--- Exercise instructions ---
Put the data below into a Markdown table. Cover only the span from the line with "For the scoring pass, find every instance of the dark" up to and including the line with "[[132, 75]]". Use a Row column numbering each line and a Content column holding the line, and leave out blank lines.

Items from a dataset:
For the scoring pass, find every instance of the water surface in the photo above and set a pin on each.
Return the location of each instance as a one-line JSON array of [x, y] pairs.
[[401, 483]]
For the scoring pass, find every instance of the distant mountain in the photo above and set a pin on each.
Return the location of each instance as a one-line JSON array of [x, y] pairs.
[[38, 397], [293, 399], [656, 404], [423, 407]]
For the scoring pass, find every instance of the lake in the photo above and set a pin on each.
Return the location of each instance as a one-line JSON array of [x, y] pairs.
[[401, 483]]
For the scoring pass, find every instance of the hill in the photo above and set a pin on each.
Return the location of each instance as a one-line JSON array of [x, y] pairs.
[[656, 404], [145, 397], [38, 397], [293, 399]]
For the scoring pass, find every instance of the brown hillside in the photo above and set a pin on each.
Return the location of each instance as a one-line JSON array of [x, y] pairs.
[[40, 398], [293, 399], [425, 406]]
--
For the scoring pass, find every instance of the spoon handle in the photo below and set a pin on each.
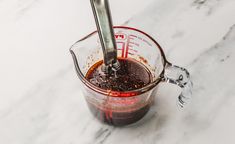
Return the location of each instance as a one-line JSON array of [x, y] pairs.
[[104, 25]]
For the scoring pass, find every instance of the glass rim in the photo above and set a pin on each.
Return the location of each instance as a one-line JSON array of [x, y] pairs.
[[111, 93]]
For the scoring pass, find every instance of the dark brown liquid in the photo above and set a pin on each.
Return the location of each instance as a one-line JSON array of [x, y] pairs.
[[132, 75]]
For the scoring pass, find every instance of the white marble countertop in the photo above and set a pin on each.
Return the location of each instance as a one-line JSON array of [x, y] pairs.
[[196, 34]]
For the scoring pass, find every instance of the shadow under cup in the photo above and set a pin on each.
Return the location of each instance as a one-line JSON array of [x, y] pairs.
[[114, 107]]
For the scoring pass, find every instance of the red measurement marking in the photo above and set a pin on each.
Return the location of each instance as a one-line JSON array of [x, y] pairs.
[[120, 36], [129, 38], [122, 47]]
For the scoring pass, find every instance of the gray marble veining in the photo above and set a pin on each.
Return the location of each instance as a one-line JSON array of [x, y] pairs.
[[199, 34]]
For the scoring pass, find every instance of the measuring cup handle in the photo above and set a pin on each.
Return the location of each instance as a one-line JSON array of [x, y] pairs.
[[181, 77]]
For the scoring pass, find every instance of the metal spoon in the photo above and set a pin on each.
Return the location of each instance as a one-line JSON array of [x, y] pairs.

--- Answer to this problem ---
| Row | Content |
|---|---|
| 1 | For the scoring pass, find every instance of the dark brown liquid in the photo above and set a pin on each. |
| 2 | Return the location of each instance as a one-line JSON array of [x, y] pairs. |
| 3 | [[132, 75]] |